## EXCERPT PROVIDED
Source code for dsipts.models.vva.vqvae

import torch
import torch.nn as nn
import torch.nn.functional as F
import numpy as np
import logging

'''
class VectorQuantizer(nn.Module):
    """
    Inspired from Sonnet implementation of VQ-VAE https://arxiv.org/abs/1711.00937,
    in https://github.com/deepmind/sonnet/blob/master/sonnet/python/modules/nets/vqvae.py and
    pytorch implementation of it from zalandoresearch in https://github.com/zalandoresearch/pytorch-vq-vae/blob/master/vq-vae.ipynb.

    Implements the algorithm presented in
    'Neural Discrete Representation Learning' by van den Oord et al.
    https://arxiv.org/abs/1711.00937

    Input any tensor to be quantized. Last dimension will be used as space in
    which to quantize. All other dimensions will be flattened and will be seen
    as different examples to quantize.
    The output tensor will have the same shape as the input.
    For example a tensor with shape [16, 32, 32, 64] will be reshaped into
    [16384, 64] and all 16384 vectors (each of 64 dimensions)  will be quantized
    independently.
    Args:
        embedding_dim: integer representing the dimensionality of the tensors in the
            quantized space. Inputs to the modules must be in this format as well.
        num_embeddings: integer, the number of vectors in the quantized space.
            commitment_cost: scalar which controls the weighting of the loss terms
            (see equation 4 in the paper - this variable is Beta).
    """
    
    def __init__(self, num_embeddings, embedding_dim, commitment_cost, device):
        super(VectorQuantizer, self).__init__()

        self._embedding_dim = embedding_dim
        self._num_embeddings = num_embeddings
        
        self._embedding = nn.Embedding(self._num_embeddings, self._embedding_dim)
        self._embedding.weight.data.uniform_(-1/self._num_embeddings, 1/self._num_embeddings)

## BRIEF 1
Answer the following questions about the source listing, giving each answer on its own line marked with the matching letter.
(a) What paper does the docstring say the class implements, and by whom is it credited?
(b) According to the docstring example, into what shape is a tensor of shape [16, 32, 32, 64] reshaped?
(c) Between which two bounds are the embedding weights initialized uniformly?
## BRIEF 2
Write out the stretch of the source listing from "The output tensor" through "super(VectorQuantizer, self).__init__()", preserving it character for character.

## SUPPLIED DATA
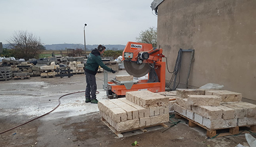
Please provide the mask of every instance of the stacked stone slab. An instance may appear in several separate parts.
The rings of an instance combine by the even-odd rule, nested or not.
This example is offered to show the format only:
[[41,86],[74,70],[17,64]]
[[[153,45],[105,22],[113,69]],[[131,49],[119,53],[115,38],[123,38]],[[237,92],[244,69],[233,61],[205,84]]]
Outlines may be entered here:
[[174,111],[210,129],[256,125],[256,105],[228,90],[178,89]]
[[[147,96],[145,96],[147,95]],[[126,97],[100,101],[100,115],[117,131],[157,125],[169,121],[169,97],[149,91],[127,92]],[[137,97],[138,105],[130,97]],[[149,98],[148,98],[149,97]]]

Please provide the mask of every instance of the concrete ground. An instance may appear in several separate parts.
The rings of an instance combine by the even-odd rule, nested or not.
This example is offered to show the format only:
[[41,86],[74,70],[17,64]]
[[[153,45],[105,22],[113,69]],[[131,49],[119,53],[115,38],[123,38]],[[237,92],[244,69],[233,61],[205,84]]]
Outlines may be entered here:
[[[109,80],[117,75],[128,74],[125,70],[108,73]],[[102,89],[103,73],[96,75],[96,80],[97,99],[107,99]],[[0,81],[0,132],[45,114],[58,105],[59,97],[84,91],[85,87],[84,74],[70,78],[34,77]],[[101,121],[97,105],[86,103],[84,99],[84,93],[62,97],[59,107],[49,114],[0,134],[0,146],[132,146],[136,140],[140,146],[235,146],[246,144],[244,134],[207,139],[204,129],[190,128],[184,119],[163,132],[167,128],[156,126],[147,128],[147,133],[131,131],[119,138]]]

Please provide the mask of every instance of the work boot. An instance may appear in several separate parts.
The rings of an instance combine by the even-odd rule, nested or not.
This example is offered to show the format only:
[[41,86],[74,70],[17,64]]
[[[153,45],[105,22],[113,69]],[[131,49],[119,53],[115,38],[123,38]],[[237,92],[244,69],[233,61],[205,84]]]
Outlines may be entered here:
[[90,103],[98,103],[98,100],[97,99],[93,99],[90,100]]
[[86,98],[86,102],[90,102],[90,98]]

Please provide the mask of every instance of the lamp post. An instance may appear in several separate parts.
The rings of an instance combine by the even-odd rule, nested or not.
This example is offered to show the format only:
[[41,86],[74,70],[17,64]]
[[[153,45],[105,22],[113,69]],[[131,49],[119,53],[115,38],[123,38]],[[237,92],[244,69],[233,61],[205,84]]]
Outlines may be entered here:
[[84,24],[84,27],[83,27],[83,37],[84,38],[84,53],[86,54],[86,58],[87,59],[87,56],[86,56],[86,29],[85,28],[87,26],[86,23]]

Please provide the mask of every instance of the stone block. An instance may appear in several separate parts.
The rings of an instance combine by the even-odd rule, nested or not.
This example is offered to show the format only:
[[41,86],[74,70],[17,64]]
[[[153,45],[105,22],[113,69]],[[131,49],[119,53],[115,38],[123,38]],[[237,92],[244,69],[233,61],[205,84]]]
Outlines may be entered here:
[[148,126],[151,125],[151,119],[150,117],[139,119],[139,127]]
[[221,98],[216,95],[188,95],[188,103],[192,106],[220,106]]
[[121,100],[131,106],[138,110],[139,118],[149,117],[149,108],[145,108],[141,106],[137,105],[130,101],[127,100],[125,97],[119,98],[118,100]]
[[245,117],[237,119],[237,126],[239,126],[255,125],[256,125],[256,117]]
[[184,117],[186,116],[187,109],[185,108],[184,108],[176,103],[174,103],[173,107],[174,111],[179,113]]
[[237,102],[242,100],[241,93],[232,92],[228,90],[206,90],[205,95],[216,95],[222,99],[222,102]]
[[191,110],[191,105],[188,103],[187,99],[181,99],[179,97],[176,97],[176,103],[187,109]]
[[169,119],[169,114],[150,117],[151,125],[168,122]]
[[203,118],[202,116],[194,113],[194,121],[203,125]]
[[234,103],[231,105],[242,107],[246,109],[245,117],[247,118],[254,117],[256,116],[256,105],[245,102]]
[[245,108],[233,105],[234,103],[221,103],[222,106],[231,108],[235,111],[235,118],[245,117],[246,109]]
[[193,111],[187,109],[186,112],[186,117],[194,120],[194,113]]
[[174,103],[176,103],[176,100],[169,101],[169,111],[174,111],[173,106]]
[[187,99],[188,95],[205,95],[205,91],[203,89],[178,89],[176,96],[182,99]]
[[115,76],[115,80],[117,80],[119,81],[133,81],[133,76],[132,76],[132,75]]
[[124,122],[115,122],[114,128],[117,131],[124,131],[139,127],[139,119],[129,120]]
[[126,112],[127,120],[136,119],[139,118],[138,109],[133,107],[119,99],[112,99],[109,101]]
[[236,126],[237,123],[236,119],[210,120],[204,118],[203,121],[203,125],[210,129],[234,127]]
[[216,107],[222,111],[223,119],[231,119],[235,118],[235,111],[234,109],[221,105],[216,106]]
[[222,111],[212,106],[191,106],[192,111],[210,120],[221,119]]

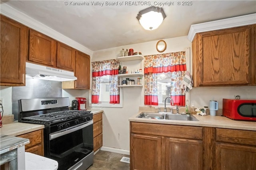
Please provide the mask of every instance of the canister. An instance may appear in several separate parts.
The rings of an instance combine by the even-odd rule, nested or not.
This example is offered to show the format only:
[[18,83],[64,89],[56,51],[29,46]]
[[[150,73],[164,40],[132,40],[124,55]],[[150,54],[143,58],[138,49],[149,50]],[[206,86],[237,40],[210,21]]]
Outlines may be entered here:
[[133,55],[133,49],[129,49],[129,55]]
[[123,74],[126,74],[126,66],[124,66],[123,69]]
[[138,84],[141,84],[141,78],[138,78],[137,83]]

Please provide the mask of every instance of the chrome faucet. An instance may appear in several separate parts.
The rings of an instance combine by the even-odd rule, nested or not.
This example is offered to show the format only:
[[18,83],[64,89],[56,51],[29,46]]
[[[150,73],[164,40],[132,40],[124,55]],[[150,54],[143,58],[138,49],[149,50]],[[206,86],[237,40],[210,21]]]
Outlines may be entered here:
[[171,100],[171,105],[173,105],[174,104],[173,100],[172,100],[172,98],[171,98],[170,97],[167,97],[164,100],[164,111],[165,112],[166,112],[166,99],[167,99],[168,98],[170,98],[170,99]]
[[177,111],[176,114],[179,114],[179,107],[177,105],[176,105],[176,111]]

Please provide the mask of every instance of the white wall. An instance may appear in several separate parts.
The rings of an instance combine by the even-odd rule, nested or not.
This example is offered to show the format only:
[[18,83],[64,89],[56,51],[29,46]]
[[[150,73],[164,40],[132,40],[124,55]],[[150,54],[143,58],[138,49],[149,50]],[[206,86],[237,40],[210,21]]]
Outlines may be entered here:
[[[163,53],[186,51],[190,48],[190,59],[187,58],[187,67],[192,68],[192,43],[186,36],[164,39],[167,48]],[[143,55],[159,54],[156,49],[158,41],[94,51],[92,61],[116,59],[122,48],[133,48],[134,51],[141,52]],[[191,64],[190,64],[191,63]],[[191,74],[192,73],[190,72]],[[129,118],[138,111],[139,107],[144,106],[143,89],[123,88],[124,106],[122,108],[100,108],[104,111],[103,115],[103,146],[127,150],[130,150]],[[89,95],[90,95],[89,92]],[[256,86],[193,88],[186,98],[195,107],[209,105],[209,101],[214,99],[219,102],[222,108],[222,99],[233,98],[240,95],[242,99],[256,98]],[[99,108],[94,107],[95,109]]]
[[12,112],[12,87],[0,86],[0,98],[3,100],[2,104],[4,115],[11,115]]
[[[187,47],[191,48],[191,43],[188,40],[186,36],[164,40],[166,43],[167,47],[163,53],[186,51]],[[132,48],[134,52],[141,52],[143,55],[160,54],[156,48],[158,41],[158,40],[94,51],[91,60],[93,62],[115,59],[120,56],[120,51],[122,48],[125,50]],[[187,59],[189,60],[189,59]],[[189,61],[188,61],[189,63]],[[189,66],[188,67],[189,68]],[[130,70],[128,68],[128,69]],[[144,105],[144,89],[138,87],[122,89],[124,98],[122,108],[101,108],[104,111],[103,115],[103,146],[129,151],[130,125],[128,119],[138,112],[140,106]],[[92,108],[99,109],[98,107]]]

## COMPLETE RESPONSE 1
(a) 'Neural Discrete Representation Learning' by van den Oord et al.
(b) [16384, 64]
(c) -1/self._num_embeddings and 1/self._num_embeddings

## COMPLETE RESPONSE 2
The output tensor will have the same shape as the input.
    For example a tensor with shape [16, 32, 32, 64] will be reshaped into
    [16384, 64] and all 16384 vectors (each of 64 dimensions)  will be quantized
    independently.
    Args:
        embedding_dim: integer representing the dimensionality of the tensors in the
            quantized space. Inputs to the modules must be in this format as well.
        num_embeddings: integer, the number of vectors in the quantized space.
            commitment_cost: scalar which controls the weighting of the loss terms
            (see equation 4 in the paper - this variable is Beta).
    """
    
    def __init__(self, num_embeddings, embedding_dim, commitment_cost, device):
        super(VectorQuantizer, self).__init__()